RECORD EXCERPTS
────────────────────

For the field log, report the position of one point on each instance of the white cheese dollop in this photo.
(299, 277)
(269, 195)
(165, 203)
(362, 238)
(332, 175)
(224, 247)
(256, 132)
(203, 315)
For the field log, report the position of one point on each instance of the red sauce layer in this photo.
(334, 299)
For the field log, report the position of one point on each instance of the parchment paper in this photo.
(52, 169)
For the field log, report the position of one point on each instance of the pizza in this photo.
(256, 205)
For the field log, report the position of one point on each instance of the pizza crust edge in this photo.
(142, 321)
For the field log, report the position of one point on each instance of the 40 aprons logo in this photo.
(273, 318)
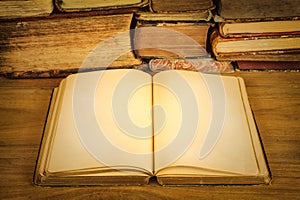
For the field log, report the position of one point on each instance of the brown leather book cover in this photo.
(262, 65)
(106, 7)
(169, 6)
(258, 9)
(169, 40)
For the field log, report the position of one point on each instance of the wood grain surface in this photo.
(274, 98)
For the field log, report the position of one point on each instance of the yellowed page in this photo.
(212, 136)
(88, 134)
(69, 4)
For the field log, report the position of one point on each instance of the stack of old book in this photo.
(45, 38)
(174, 35)
(264, 30)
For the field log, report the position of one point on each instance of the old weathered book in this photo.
(260, 28)
(100, 5)
(204, 15)
(266, 47)
(171, 40)
(25, 8)
(125, 126)
(59, 45)
(169, 6)
(258, 9)
(208, 65)
(267, 65)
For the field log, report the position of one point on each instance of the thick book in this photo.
(258, 9)
(106, 6)
(265, 47)
(260, 28)
(170, 40)
(269, 65)
(25, 8)
(60, 45)
(208, 65)
(125, 126)
(169, 6)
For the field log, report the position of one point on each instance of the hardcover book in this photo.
(273, 48)
(107, 6)
(171, 40)
(25, 8)
(169, 6)
(58, 46)
(125, 126)
(260, 28)
(258, 9)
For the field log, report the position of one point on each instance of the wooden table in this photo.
(274, 98)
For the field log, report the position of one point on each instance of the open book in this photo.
(125, 126)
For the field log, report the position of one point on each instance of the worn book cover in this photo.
(105, 6)
(260, 28)
(265, 47)
(169, 6)
(171, 40)
(125, 126)
(25, 8)
(258, 9)
(269, 65)
(59, 46)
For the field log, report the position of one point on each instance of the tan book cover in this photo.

────────────────────

INSTRUCTION
Copy out all of the entries above with "field log" swapped for "site report" wherever it occurs, leaving everything else unchanged. Omit the pictures.

CORRECT ANSWER
For the site report, report the position of one point on each instance of the white cheese dollop in this photo.
(299, 277)
(269, 195)
(165, 203)
(362, 238)
(332, 175)
(224, 247)
(256, 132)
(203, 315)
For the site report, report the position of one point on each instance of the red sauce layer in this photo.
(334, 299)
For the site report, report the position of one point on each instance of the parchment paper in this photo.
(52, 169)
For the site report, report the position of one point on each instance of the pizza in this photo.
(256, 205)
For the site report, report the position of one point on each instance of the pizza crust edge in this photo.
(142, 321)
For the site report, report the position of one point on each instance of the 40 aprons logo in this photo.
(273, 318)
For the site report, report the position of one point on each instance of the brown leather book cover in this photo.
(262, 65)
(106, 7)
(169, 6)
(258, 9)
(169, 40)
For the site report, report the position of one point on each instance of the wood grain surface in this photo.
(274, 98)
For the site report, report the position of one point on each instance of the yellowed page in this photo.
(212, 136)
(88, 134)
(69, 4)
For the site report, report the position of one point on each instance of the stack of old book in this photo.
(45, 38)
(174, 35)
(264, 30)
For the site report, report the position of one point on each instance of the old weathered book in this photo.
(260, 28)
(100, 5)
(204, 15)
(266, 47)
(171, 40)
(25, 8)
(125, 126)
(59, 45)
(169, 6)
(258, 9)
(208, 65)
(267, 65)
For the site report, report the position of one point on each instance of the thick book in this photo.
(258, 9)
(106, 6)
(265, 47)
(260, 28)
(170, 40)
(269, 65)
(25, 8)
(60, 45)
(208, 65)
(125, 126)
(169, 6)
For the site report, report the position of one point on each instance of the hardcover book in this photo.
(273, 48)
(107, 6)
(171, 40)
(25, 8)
(169, 6)
(58, 46)
(125, 126)
(260, 28)
(258, 9)
For the site report, report the position of one point on each instance of the wooden table in this photo.
(274, 98)
For the site report, report the position of one point on each instance of the open book in this photo.
(125, 126)
For the site report, report the position of one point on each instance of the worn book cover in this photo.
(105, 6)
(260, 28)
(265, 47)
(169, 6)
(171, 40)
(125, 126)
(25, 8)
(258, 9)
(269, 65)
(59, 46)
For the site report, report the position of one point on each instance of the tan book cover in this photo.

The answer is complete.